BEGIN MATERIAL PROVIDED
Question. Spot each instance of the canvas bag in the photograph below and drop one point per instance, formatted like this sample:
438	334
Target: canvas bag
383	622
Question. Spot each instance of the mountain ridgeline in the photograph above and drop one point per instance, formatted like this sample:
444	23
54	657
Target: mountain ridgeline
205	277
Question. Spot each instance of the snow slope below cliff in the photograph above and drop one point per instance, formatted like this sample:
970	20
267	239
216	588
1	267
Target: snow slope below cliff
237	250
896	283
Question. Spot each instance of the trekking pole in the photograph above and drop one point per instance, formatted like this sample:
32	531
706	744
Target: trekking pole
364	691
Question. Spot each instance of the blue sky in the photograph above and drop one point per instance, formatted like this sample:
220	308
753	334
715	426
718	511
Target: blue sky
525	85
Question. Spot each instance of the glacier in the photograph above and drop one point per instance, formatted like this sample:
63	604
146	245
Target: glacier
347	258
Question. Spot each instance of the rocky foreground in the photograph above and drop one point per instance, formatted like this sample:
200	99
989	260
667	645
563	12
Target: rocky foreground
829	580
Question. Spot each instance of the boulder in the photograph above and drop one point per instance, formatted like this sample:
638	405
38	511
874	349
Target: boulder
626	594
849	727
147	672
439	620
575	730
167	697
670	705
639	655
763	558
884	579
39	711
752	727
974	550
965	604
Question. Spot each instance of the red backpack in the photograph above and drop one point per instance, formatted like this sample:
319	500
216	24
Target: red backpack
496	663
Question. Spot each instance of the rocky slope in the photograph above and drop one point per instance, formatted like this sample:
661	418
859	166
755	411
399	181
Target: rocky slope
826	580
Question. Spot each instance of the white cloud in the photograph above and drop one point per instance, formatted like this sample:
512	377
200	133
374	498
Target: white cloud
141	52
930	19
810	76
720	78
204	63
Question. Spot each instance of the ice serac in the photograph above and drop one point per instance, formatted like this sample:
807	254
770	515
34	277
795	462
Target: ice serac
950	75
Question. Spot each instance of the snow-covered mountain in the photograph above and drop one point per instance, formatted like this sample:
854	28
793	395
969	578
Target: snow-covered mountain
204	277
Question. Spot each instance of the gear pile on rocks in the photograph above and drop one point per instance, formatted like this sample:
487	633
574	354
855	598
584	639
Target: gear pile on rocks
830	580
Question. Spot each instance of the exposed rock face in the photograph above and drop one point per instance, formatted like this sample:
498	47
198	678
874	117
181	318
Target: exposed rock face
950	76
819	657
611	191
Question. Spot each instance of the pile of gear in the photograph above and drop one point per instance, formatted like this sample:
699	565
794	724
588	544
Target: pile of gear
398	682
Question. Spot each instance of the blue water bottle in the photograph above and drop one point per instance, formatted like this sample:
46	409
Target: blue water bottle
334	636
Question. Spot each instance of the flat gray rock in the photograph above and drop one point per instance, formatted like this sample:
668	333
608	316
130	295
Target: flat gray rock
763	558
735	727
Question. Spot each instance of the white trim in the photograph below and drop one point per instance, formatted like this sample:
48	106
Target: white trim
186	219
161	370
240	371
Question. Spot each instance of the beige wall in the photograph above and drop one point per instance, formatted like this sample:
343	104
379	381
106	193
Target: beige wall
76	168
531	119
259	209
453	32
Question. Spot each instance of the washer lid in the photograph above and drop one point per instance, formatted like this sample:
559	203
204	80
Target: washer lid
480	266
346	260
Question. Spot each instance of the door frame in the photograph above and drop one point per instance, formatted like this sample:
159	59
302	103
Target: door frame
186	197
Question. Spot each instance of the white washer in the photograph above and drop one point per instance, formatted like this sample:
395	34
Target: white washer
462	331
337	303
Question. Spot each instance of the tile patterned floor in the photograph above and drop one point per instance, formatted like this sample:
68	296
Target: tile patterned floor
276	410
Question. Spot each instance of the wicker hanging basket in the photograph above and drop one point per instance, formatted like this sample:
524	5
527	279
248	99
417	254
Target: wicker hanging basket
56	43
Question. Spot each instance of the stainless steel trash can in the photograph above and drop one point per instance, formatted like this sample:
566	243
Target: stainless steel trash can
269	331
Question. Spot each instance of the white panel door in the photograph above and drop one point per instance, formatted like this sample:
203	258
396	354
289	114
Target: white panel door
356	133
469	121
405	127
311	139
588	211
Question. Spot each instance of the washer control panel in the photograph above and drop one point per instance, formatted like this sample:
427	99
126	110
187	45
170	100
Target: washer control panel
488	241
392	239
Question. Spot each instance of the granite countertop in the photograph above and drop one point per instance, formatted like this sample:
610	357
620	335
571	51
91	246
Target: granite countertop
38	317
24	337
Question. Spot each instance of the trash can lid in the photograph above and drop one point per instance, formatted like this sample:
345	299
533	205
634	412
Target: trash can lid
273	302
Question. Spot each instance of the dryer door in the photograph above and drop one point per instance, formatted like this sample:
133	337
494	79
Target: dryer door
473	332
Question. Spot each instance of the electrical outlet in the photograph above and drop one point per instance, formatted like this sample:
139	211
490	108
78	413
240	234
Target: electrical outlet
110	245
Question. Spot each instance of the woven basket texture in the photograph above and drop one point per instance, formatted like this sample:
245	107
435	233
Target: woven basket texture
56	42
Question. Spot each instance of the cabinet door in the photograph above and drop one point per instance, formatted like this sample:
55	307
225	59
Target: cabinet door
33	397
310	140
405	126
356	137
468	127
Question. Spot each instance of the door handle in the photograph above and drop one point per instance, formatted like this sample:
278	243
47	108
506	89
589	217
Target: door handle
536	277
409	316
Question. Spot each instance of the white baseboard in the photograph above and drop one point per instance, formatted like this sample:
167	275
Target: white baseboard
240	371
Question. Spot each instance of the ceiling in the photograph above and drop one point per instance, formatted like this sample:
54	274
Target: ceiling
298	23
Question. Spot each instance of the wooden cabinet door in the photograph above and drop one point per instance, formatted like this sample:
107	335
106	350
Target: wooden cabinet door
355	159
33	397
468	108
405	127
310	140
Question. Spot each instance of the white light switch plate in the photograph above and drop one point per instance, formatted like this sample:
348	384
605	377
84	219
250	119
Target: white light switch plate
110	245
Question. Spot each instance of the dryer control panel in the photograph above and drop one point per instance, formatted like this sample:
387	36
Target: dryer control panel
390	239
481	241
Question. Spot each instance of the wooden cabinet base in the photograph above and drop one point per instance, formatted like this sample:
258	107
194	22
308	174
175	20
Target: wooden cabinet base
END MATERIAL PROVIDED
**WHAT IS BEING ASKED**: Update all the rows above so that every "photograph" becomes "image", and leave every other part of them as it is.

**REPLY TO THE EXERCISE**:
Question. Spot each instance of the canvas bag in the image below and drop one point per instance, formatted like this sample:
438	334
Target: canvas bag
383	622
Question. Spot each instance of the mountain ridgeline in the image above and drop one point per instance, formatted like this sample:
444	23
54	657
Target: mountain ridgeline
205	277
Question. Spot each instance of the snow slope below cliff in the image above and drop one point per instance, formatted like this sample:
970	20
267	239
216	588
1	267
Target: snow slope below cliff
237	250
896	283
Question. Spot each instance of the trekking pole in the image above and drop one point per instance, formatted like this sample:
32	531
706	744
Target: trekking pole
364	691
Question. Spot each instance of the blue sky in the image above and drop one point per instance, formatted like this sample:
220	308
753	334
715	426
718	511
Target: blue sky
525	85
Question. Spot each instance of the glacier in the image above and drop one point per instance, formatted like this sample:
63	604
146	245
Target: glacier
347	258
Question. Spot each instance of the rocky foreground in the image above and drop one point per instance, formatted like this sample:
200	99
989	260
667	645
563	12
Target: rocky foreground
829	580
Question. Spot each instance of the boulder in the image above and drop one point per instance, formatted like this sample:
638	405
38	511
874	349
Target: boulder
626	594
849	727
147	672
439	620
575	730
167	697
670	705
639	655
763	558
884	579
39	711
752	727
974	550
965	604
Question. Spot each instance of the red backpack in the image above and drop one point per instance, formatted like this sample:
319	500
216	24
Target: red backpack
496	663
Question. Spot each instance of the rocky slope in the image above and drop one point per instance, formatted like this sample:
661	418
859	166
755	411
399	181
Target: rocky slope
826	580
Question. Spot each instance of the white cloud in the image above and drop one point per instance, formatted like this sample:
512	377
200	133
374	498
Target: white cloud
141	52
930	19
810	76
720	78
204	63
Question. Spot each instance of the ice serac in the image above and drop one point per instance, formatted like this sample:
807	254
770	515
34	277
795	462
Target: ice serac
950	75
Question. Spot each instance of the snow-covered mountain in the image above and drop one point per instance, formatted like this sample:
854	28
793	395
969	578
Target: snow-covered mountain
204	277
Question. Spot each instance of the gear pile on rocks in the image above and drop one point per instance, formatted like this sample:
487	633
574	354
855	598
584	639
Target: gear pile on rocks
830	580
Question. Spot each instance of the exposed rock face in the image above and drop one point per instance, formatted like this sample:
498	47
198	678
874	117
181	318
Target: exposed rock face
950	76
819	657
611	191
Question. Spot each instance of the pile of gear in the image above and drop one point per instance, formatted like this sample:
699	565
794	724
588	544
Target: pile of gear
398	682
Question. Spot each instance of the blue water bottle in the image above and drop one point per instance, formatted like this sample:
46	409
Target: blue water bottle
334	636
Question. Spot each instance of the flat gray rock in the image above and drop one point per instance, formatted like this sample:
668	333
608	316
130	295
Target: flat gray rock
763	558
735	727
Question. Spot each instance of the white trim in the image below and drop one point per instance, formatted like this sample:
48	106
Target: white trim
186	219
161	370
240	371
Question. Spot each instance of the beige wall in the image above and drop one point per instance, formatted like this sample:
343	104
379	381
106	193
Target: beige wall
76	168
531	119
259	209
453	32
Question. Spot each instance of the washer lid in the image above and drop one point per instance, formatted like this sample:
559	203
204	80
Target: washer lid
480	266
346	260
Question. Spot each instance of the door frame in the image above and drop one point per instance, formatted like this sample:
159	59
302	103
Target: door frame
186	197
Question. Spot each instance of the white washer in the image above and drop one point per instance, formatted like this sample:
395	34
Target: white washer
462	331
337	303
Question. Spot each instance of the tile patterned floor in the image above and drop one point per instance, formatted like this sample:
68	296
Target: tile patterned floor
276	410
Question. Spot each instance of the wicker hanging basket in the image above and drop one point per instance, formatted like this sample:
524	5
527	279
248	99
417	254
Target: wicker hanging basket
56	43
Question. Spot each instance of the stainless steel trash can in the image above and drop one point per instance, formatted like this sample:
566	243
Target: stainless steel trash can
269	331
Question. Spot each instance of the white panel door in the image above and drop one point per instance, formatted like this sample:
203	258
396	354
289	114
Target: white panel door
356	133
469	121
405	127
311	139
588	211
Question. Spot each instance of the washer control panel in the image above and drop one point per instance, formatted like this sample:
427	99
126	110
187	45
170	100
Target: washer control panel
488	241
392	239
Question. Spot each instance of the granite countertop in the image above and drop one point per instance, formatted like this sample:
610	357
620	335
571	51
91	246
Target: granite countertop
38	317
24	337
Question. Spot each instance of the trash can lid in the image above and drop one point per instance, formatted like this sample:
345	299
533	205
634	412
Target: trash can lid
273	302
Question. Spot each instance of the dryer door in the image above and drop one point per instance, formatted like this sample:
133	337
494	79
Target: dryer door
473	332
Question. Spot each instance of the electrical outlet in the image above and drop one point per instance, formatted like this sample:
139	211
490	108
78	413
240	234
Target: electrical outlet
110	245
Question. Spot each instance of the woven basket texture in the image above and drop one point per instance, formatted like this sample:
245	107
435	233
Target: woven basket texture
56	42
Question. Spot each instance of the cabinet door in the image above and drop one point per instance, formatted like this sample:
55	307
225	59
Target: cabinet door
33	397
310	140
405	126
356	137
468	127
Question. Spot each instance of the door handle in the image above and drop one point per instance, formatted like this sample:
278	243
47	108
506	89
589	217
Target: door handle
536	277
409	316
Question. Spot each instance of the white baseboard in the image above and drop one point per instance, formatted like this sample:
167	275
Target: white baseboard
240	371
Question. Spot each instance of the ceiling in the image above and drop one point per instance, formatted like this sample:
54	274
Target: ceiling
298	23
Question. Spot each instance of the wooden cabinet door in the image above and drop one point per instance, formatted like this sample:
107	335
106	350
Target: wooden cabinet door
355	159
33	397
468	108
405	127
310	140
Question. Spot each instance of the white light switch plate in the image above and drop one point per instance, formatted like this sample:
348	384
605	377
84	219
250	119
Target: white light switch plate
110	245
Question. Spot each instance of the dryer control panel in the image above and drop one point per instance, formatted like this sample:
387	36
Target: dryer control panel
390	239
481	241
Question. Spot each instance of the wooden cabinet base in the image above and drop one point per instance, formatted like this sample:
258	107
194	22
308	174
175	20
Target: wooden cabinet base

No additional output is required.